## [Source text]
###

Set for launch in 2021 NASA’s James Webb Space Telescope, which costs $8.8 billion to build, will examine the cosmos to reveal the history of the universe all the way from the Big Bang to alien planet formation and more. The focus of the mission has four main components: first light in the universe, assembly of galaxies in the early universe, the birth of stars and protoplanetary systems, and planets (including the origins of life.)
These questions are important to answer especially for Asgardia as they work toward their goal of setting up habitable platforms in low-Earth orbit, creating a demilitarized and free scientific base of knowledge in space, and ensuring the peaceful use of space for everyone.
The James Webb Space Telescope (JWST) will launch on an Ariane 5 rocket from French Guiana, after which it will take 30 days to fly a million miles to its permanent home: a Lagrange point, or a gravitationally stable location in space. It will orbit around L2, a region in space near Earth that sits opposite from the sun. This has been a prime location for many other space telescopes, such as the Herschel Space Telescope and the Planck Space Observatory.
This powerful spacecraft will also capture stunning photos of celestial objects just like its predecessor, the Hubble Space Telescope. Fortunately for astronomers, the Hubble Space Telescope is still in good health, and it’s likely that the two telescopes will work together for JWST’s first few years. What’s more, JWST will study exoplanets that the Kepler Space Telescope discovered, or follow up on real-time observations from ground space telescopes.
Here is a breakdown of the four main components of the James Webb Space Telescope:
This part focuses on the early stages of the universe after the Big Bang started to form the universe as we know it currently. In the first stages after the Big Bang, the universe was a sea of particles (like electrons, protons and neutrons), and you couldn’t see the light until the universe cooled enough for these particles to begin mixing. JWST will also investigate what happened after the first stars formed; which is an era known as “the epoch of reionization” since it referred to when neutral hydrogen was reionized (made to have an electric charge again) by radiation from these first stars.

###

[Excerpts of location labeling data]
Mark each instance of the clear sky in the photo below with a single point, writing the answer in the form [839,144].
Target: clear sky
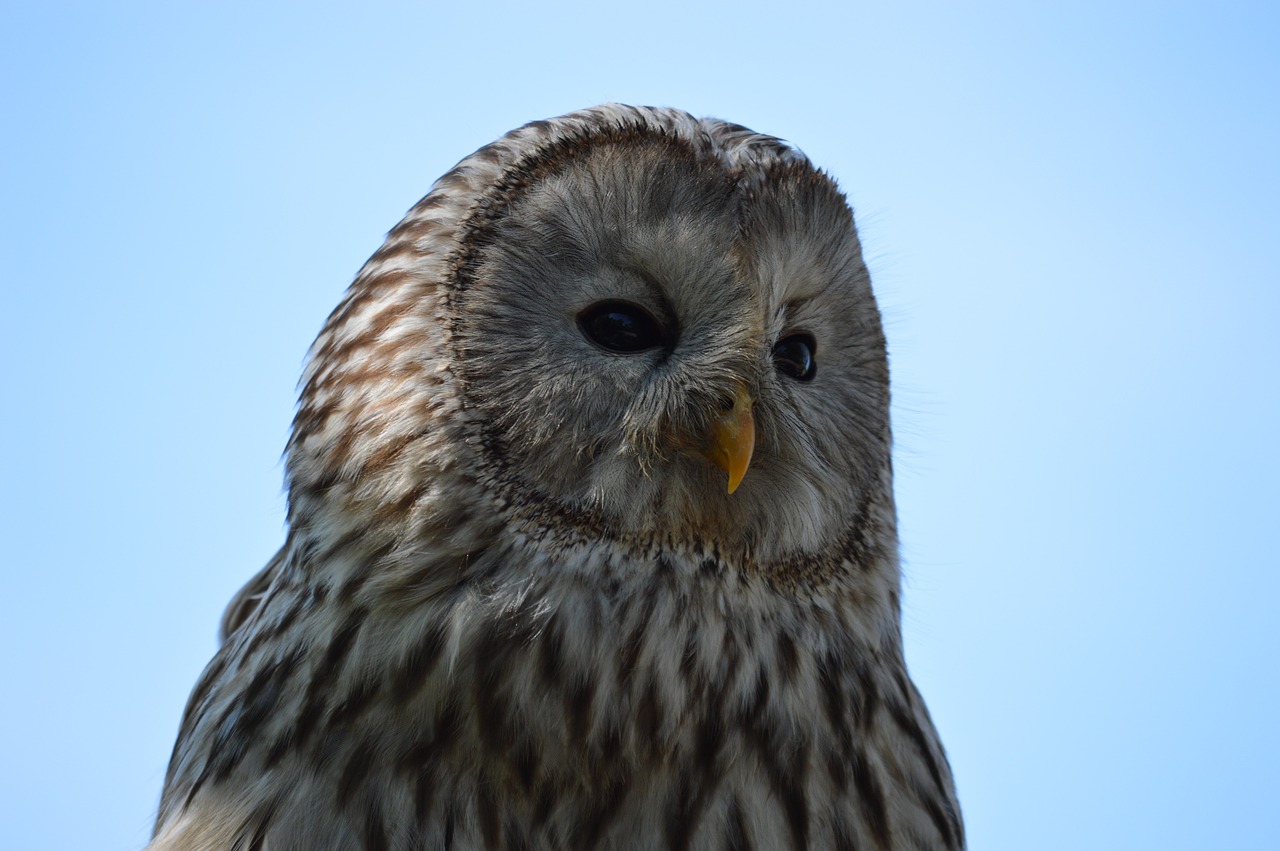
[1070,213]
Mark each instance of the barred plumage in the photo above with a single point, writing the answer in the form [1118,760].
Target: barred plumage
[516,607]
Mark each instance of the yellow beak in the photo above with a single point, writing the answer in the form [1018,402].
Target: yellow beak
[732,439]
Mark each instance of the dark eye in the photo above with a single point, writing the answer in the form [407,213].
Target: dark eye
[621,326]
[794,356]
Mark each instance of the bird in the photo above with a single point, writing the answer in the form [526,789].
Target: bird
[590,532]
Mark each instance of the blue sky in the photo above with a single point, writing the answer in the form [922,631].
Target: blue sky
[1070,216]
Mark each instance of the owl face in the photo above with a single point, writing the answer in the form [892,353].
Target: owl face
[645,320]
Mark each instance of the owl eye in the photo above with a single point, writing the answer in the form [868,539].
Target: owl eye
[794,356]
[621,326]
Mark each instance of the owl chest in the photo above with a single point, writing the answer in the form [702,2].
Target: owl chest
[650,728]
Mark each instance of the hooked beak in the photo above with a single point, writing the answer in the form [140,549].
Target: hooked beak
[732,438]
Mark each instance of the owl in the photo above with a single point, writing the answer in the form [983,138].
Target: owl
[592,539]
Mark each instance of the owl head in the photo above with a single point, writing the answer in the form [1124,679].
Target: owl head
[622,323]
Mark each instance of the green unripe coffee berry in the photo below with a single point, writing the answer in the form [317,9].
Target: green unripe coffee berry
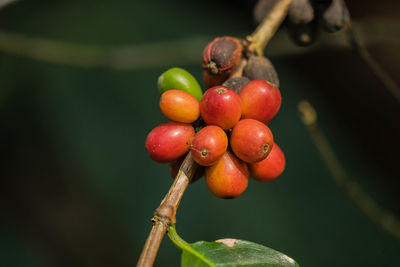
[179,79]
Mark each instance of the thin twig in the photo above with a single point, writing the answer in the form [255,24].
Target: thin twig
[267,28]
[375,67]
[165,214]
[383,218]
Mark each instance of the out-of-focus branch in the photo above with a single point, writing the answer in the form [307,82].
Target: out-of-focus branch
[375,67]
[4,3]
[385,219]
[177,52]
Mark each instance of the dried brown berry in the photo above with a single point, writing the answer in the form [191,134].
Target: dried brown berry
[262,9]
[236,83]
[335,16]
[221,55]
[302,34]
[300,12]
[213,80]
[259,67]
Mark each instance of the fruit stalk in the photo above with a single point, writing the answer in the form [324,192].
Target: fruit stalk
[267,28]
[165,214]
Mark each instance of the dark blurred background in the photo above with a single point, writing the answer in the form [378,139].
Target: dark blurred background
[77,187]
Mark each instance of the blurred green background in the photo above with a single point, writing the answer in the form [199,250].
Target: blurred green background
[78,188]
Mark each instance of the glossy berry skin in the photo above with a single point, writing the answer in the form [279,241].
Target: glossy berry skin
[169,141]
[260,101]
[221,55]
[208,145]
[228,178]
[180,106]
[270,168]
[221,106]
[173,168]
[251,140]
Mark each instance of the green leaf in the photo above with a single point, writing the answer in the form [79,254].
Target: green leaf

###

## [What to do]
[A] Please repeat the stretch of the telescope article from "This powerful spacecraft" through "ground space telescopes.", word for word.
[B] Go on with the James Webb Space Telescope article, starting right after its last sentence.

## [Results of the exercise]
[A]
This powerful spacecraft will also capture stunning photos of celestial objects just like its predecessor, the Hubble Space Telescope. Fortunately for astronomers, the Hubble Space Telescope is still in good health, and it’s likely that the two telescopes will work together for JWST’s first few years. What’s more, JWST will study exoplanets that the Kepler Space Telescope discovered, or follow up on real-time observations from ground space telescopes.

[B]
By studying galaxies, it is a helpful way to see how matter is organized on massive scales, which then gives us clues as to how the universe evolved. The spiral and elliptical galaxies we see presently actually evolved from different shapes over billions of years, and one of JWST’s objectives is to look back at the earliest galaxies to learn more about that evolution. Moreover, experts want to determine how we got the variety of galaxies that are visible today and the current ways that galaxies form and assemble.
The Eagle Nebula’s are some of the most famous birthplaces for stars. Stars form in clouds of gas, and as the stars grow, the radiation pressure they exert blows away the cocooning gas (which could be used again for other stars, if it’s not too widely spread out.) But, it’s hard to see inside the gas so JWST’s infrared eyes will be able to look at sources of heat, such as stars that are being born in these cocoons.
In the past ten years, we have discovered a large number of exoplanets, including by using NASA’s planet-seeking Kepler Space Telescope. JWST’s powerful sensors will be able to study these planets in more depth, and in some cases even image their atmospheres. Learning more about the atmospheres and the formation conditions for planets could assist scientists in better predicting if certain planets are habitable or not.
To accomplish these goals, the JWST will come ready with four scientific instruments.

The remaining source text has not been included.